Com base no trecho sobre a economia mundial, responda:
(a) Qual era a participação do conjunto das economias asiáticas, sem o Japão, na produção global em 1973?
(b) Que parcela do produto global Estados Unidos e Inglaterra representam atualmente, somados?
(c) Por quanto da produção global a Ásia sem o Japão respondia em 1820?

▶ _TRECHO DA PÁGINA_
________________________
12.7.11
Postado por
Sávio Hackradt
Artigo de Marcio Pochmann *
A estrutura da economia mundial se altera rapidamente desde a virada do século 20. Países asiáticos assumem cada vez maior participação relativa na produção global. Sem contabilizar o Japão, o conjunto das economias asiáticas responde por quase 43% da produção global, enquanto em 1973 representava apenas 16,4%.
Em contrapartida, nações como os Estados Unidos e a Inglaterra, que juntas respondiam por 26,3% do produto global em 1973, representam atualmente 21,5%. Essa inversão no sentido da composição da produção mundial sinaliza a conformação de uma nova Divisão Internacional do Trabalho assentada no movimento combinado e desigual da desindustrialização do velho centro manufatureiro global com a industrialização acelerada de países periféricos, sobretudo asiáticos.
O curso atual do enfraquecimento das antigas economias manufatureiras está longe de expressar a desindustrialização regressiva verificada no século 19, quando o avanço na internalização das bases do capitalismo industrial inicialmente na Inglaterra e, posteriormente, nos Estados Unidos e outros poucos países, foi acompanhada pelo retrocesso na base produtiva artesanal existente em outras regiões. Em 1913, por exemplo, a Ásia sem o Japão respondia por 22,3% da produção global, contra 56,4% em 1820.
A Inglaterra e os Estados Unidos, que, por outro lado, representavam juntos somente 7% da produção mundial de 1820, passaram a responder por 27,1% no ano de 1913. Em grande medida, o ciclo de industrialização original e retardatária na Inglaterra e nos Estados Unidos, respectivamente, se fortaleceu na medida em que a globalização liberal do século 19 destravou o livre comércio e, com isso, ocasionou o esvaziamento da base produtiva artesanal em antigas regiões com elevados excedentes exportadores.
________________________
▶ _LINHAS FORNECIDAS_
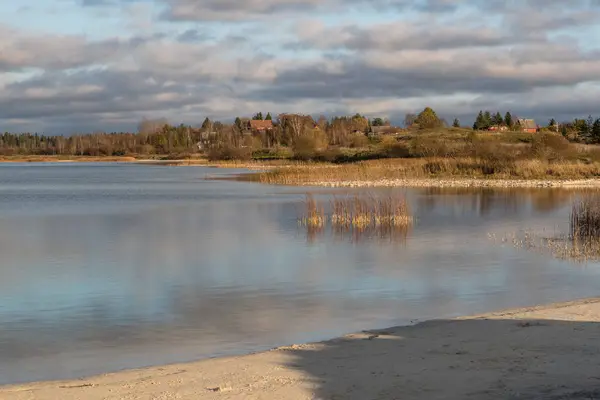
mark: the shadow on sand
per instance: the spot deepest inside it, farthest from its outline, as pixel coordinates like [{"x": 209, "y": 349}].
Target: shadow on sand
[{"x": 457, "y": 359}]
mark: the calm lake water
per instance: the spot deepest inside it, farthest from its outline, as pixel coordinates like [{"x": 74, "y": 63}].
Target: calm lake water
[{"x": 112, "y": 266}]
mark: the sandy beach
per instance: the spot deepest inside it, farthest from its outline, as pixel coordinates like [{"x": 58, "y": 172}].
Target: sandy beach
[{"x": 546, "y": 352}]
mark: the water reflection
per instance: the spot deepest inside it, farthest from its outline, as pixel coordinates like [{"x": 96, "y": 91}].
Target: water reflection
[{"x": 159, "y": 266}]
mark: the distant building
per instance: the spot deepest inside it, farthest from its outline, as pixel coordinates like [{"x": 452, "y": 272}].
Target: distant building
[
  {"x": 528, "y": 125},
  {"x": 261, "y": 125}
]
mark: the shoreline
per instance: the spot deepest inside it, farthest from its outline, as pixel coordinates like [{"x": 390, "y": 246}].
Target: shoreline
[
  {"x": 459, "y": 182},
  {"x": 546, "y": 351},
  {"x": 258, "y": 167}
]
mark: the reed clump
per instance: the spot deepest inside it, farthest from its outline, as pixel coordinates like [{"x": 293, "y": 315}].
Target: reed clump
[
  {"x": 431, "y": 167},
  {"x": 315, "y": 216},
  {"x": 580, "y": 244},
  {"x": 364, "y": 211},
  {"x": 585, "y": 219}
]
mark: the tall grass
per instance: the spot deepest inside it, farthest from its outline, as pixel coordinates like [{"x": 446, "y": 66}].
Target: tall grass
[
  {"x": 358, "y": 214},
  {"x": 315, "y": 214},
  {"x": 580, "y": 244},
  {"x": 364, "y": 211},
  {"x": 585, "y": 219},
  {"x": 433, "y": 167}
]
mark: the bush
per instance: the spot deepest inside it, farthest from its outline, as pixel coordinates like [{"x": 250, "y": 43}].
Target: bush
[
  {"x": 229, "y": 152},
  {"x": 429, "y": 147},
  {"x": 358, "y": 140},
  {"x": 305, "y": 148}
]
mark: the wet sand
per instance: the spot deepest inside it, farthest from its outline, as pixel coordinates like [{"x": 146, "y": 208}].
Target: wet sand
[{"x": 546, "y": 352}]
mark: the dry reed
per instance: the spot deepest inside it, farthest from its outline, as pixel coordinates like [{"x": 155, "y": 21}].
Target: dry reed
[{"x": 430, "y": 167}]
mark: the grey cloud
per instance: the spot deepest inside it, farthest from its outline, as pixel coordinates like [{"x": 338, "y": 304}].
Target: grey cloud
[{"x": 55, "y": 52}]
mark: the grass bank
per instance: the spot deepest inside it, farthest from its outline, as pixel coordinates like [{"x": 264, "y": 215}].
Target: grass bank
[{"x": 435, "y": 171}]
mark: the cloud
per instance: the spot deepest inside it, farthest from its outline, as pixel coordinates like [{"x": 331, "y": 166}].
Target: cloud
[{"x": 186, "y": 59}]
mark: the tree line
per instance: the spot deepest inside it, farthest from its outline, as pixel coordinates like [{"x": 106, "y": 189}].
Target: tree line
[{"x": 300, "y": 133}]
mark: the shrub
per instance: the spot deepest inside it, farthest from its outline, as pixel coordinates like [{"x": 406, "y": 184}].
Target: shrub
[
  {"x": 229, "y": 152},
  {"x": 358, "y": 140},
  {"x": 429, "y": 147},
  {"x": 305, "y": 148}
]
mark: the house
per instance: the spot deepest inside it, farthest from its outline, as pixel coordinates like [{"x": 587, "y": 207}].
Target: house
[
  {"x": 207, "y": 140},
  {"x": 528, "y": 125},
  {"x": 261, "y": 125}
]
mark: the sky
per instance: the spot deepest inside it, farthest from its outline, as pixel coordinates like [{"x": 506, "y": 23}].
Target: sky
[{"x": 74, "y": 66}]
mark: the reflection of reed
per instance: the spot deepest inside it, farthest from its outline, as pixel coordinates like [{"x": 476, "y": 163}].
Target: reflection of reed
[
  {"x": 582, "y": 243},
  {"x": 359, "y": 217}
]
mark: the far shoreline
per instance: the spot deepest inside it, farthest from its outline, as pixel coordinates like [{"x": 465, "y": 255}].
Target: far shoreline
[
  {"x": 430, "y": 354},
  {"x": 254, "y": 166}
]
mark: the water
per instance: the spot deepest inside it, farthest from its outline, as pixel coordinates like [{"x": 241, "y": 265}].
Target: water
[{"x": 112, "y": 266}]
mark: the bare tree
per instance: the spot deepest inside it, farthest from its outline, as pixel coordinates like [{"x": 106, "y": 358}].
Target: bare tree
[{"x": 150, "y": 126}]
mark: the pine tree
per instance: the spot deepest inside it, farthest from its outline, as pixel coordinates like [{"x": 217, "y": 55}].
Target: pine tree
[
  {"x": 498, "y": 120},
  {"x": 428, "y": 119},
  {"x": 478, "y": 125},
  {"x": 596, "y": 131},
  {"x": 487, "y": 120},
  {"x": 508, "y": 121}
]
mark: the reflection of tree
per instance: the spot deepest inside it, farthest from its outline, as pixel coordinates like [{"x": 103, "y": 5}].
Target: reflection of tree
[{"x": 482, "y": 201}]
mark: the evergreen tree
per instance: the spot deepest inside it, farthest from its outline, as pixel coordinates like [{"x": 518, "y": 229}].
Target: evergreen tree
[
  {"x": 498, "y": 120},
  {"x": 487, "y": 120},
  {"x": 238, "y": 123},
  {"x": 377, "y": 122},
  {"x": 508, "y": 121},
  {"x": 596, "y": 131},
  {"x": 582, "y": 127},
  {"x": 478, "y": 125},
  {"x": 428, "y": 119}
]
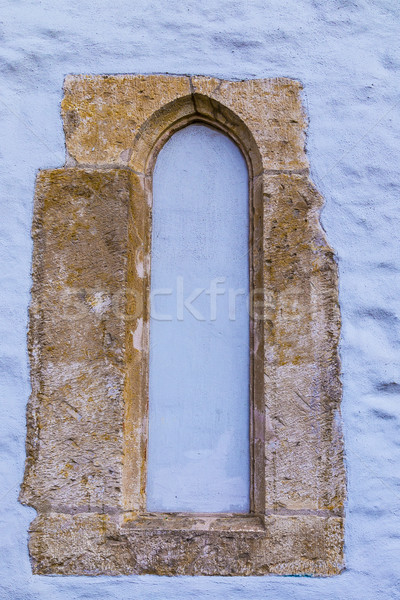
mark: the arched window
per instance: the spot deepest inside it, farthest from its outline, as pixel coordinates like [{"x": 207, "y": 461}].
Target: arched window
[
  {"x": 89, "y": 338},
  {"x": 199, "y": 449}
]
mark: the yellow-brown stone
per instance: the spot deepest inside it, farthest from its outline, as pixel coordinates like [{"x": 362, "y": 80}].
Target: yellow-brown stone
[{"x": 89, "y": 340}]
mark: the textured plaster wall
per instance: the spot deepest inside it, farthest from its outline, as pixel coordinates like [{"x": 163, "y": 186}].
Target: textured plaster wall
[{"x": 347, "y": 56}]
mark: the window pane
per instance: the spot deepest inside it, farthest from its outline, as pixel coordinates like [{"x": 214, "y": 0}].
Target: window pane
[{"x": 199, "y": 333}]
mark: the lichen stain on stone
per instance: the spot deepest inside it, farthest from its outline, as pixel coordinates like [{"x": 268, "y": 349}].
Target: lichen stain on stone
[{"x": 89, "y": 341}]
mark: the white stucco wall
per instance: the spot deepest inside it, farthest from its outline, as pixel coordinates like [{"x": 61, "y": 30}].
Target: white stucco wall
[{"x": 347, "y": 55}]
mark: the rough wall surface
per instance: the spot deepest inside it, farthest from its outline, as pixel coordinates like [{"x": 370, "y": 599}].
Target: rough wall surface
[{"x": 346, "y": 55}]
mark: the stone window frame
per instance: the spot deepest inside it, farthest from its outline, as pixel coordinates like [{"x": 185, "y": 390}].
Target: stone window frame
[{"x": 89, "y": 340}]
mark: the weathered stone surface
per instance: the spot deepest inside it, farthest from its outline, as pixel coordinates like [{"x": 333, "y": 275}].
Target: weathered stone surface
[
  {"x": 103, "y": 114},
  {"x": 77, "y": 340},
  {"x": 89, "y": 341},
  {"x": 96, "y": 544}
]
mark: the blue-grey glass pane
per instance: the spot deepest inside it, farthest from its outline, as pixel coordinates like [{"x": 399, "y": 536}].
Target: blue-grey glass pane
[{"x": 198, "y": 454}]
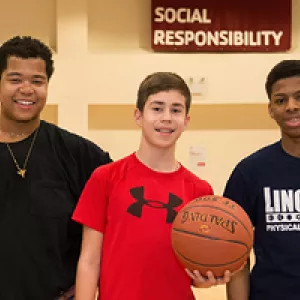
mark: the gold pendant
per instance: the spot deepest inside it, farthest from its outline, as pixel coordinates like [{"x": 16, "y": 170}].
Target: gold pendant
[{"x": 22, "y": 172}]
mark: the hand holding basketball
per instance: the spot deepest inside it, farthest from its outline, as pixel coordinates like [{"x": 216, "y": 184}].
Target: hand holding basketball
[
  {"x": 212, "y": 233},
  {"x": 209, "y": 280}
]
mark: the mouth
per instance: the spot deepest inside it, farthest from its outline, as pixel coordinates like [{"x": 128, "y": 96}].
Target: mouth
[
  {"x": 24, "y": 103},
  {"x": 292, "y": 122},
  {"x": 165, "y": 130}
]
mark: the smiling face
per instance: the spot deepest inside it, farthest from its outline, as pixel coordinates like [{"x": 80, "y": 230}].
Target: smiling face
[
  {"x": 23, "y": 89},
  {"x": 284, "y": 106},
  {"x": 163, "y": 119}
]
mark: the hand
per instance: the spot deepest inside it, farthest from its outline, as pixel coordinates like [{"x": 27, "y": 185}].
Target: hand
[{"x": 210, "y": 280}]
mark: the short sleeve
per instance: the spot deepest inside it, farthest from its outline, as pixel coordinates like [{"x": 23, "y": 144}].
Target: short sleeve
[{"x": 92, "y": 205}]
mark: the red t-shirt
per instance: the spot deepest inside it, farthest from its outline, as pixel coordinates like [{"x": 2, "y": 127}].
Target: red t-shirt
[{"x": 134, "y": 206}]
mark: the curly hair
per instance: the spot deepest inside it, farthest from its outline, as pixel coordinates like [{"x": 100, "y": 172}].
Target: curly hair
[
  {"x": 26, "y": 47},
  {"x": 284, "y": 69}
]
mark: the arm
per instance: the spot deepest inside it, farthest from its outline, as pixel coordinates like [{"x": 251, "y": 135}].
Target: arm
[
  {"x": 238, "y": 287},
  {"x": 210, "y": 280},
  {"x": 88, "y": 268}
]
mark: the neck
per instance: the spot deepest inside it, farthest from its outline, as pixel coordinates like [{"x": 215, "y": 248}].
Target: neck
[
  {"x": 291, "y": 146},
  {"x": 157, "y": 159},
  {"x": 11, "y": 131}
]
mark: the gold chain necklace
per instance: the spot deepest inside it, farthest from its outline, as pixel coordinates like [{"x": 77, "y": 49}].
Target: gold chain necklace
[{"x": 22, "y": 171}]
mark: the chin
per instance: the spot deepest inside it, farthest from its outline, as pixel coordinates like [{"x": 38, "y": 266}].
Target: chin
[{"x": 25, "y": 119}]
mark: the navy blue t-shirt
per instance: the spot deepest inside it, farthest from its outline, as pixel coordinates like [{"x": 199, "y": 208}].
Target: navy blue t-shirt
[{"x": 267, "y": 185}]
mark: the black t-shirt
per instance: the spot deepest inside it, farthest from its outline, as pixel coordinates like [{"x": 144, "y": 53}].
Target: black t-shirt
[
  {"x": 267, "y": 185},
  {"x": 39, "y": 243}
]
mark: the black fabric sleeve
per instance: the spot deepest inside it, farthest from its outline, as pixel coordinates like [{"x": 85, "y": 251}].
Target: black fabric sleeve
[{"x": 238, "y": 190}]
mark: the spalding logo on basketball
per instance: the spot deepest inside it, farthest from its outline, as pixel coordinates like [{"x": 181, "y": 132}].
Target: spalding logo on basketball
[{"x": 212, "y": 233}]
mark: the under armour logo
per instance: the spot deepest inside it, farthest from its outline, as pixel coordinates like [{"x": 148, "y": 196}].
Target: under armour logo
[{"x": 136, "y": 209}]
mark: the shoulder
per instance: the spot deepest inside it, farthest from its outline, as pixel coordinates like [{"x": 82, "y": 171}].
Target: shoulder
[
  {"x": 118, "y": 168},
  {"x": 75, "y": 143},
  {"x": 264, "y": 155},
  {"x": 56, "y": 131},
  {"x": 201, "y": 186}
]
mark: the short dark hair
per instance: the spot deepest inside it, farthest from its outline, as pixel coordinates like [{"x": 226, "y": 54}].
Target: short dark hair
________________________
▶ _RESPOSTA DA TAREFA_
(a) 16,4%.
(b) 21,5%.
(c) 56,4%.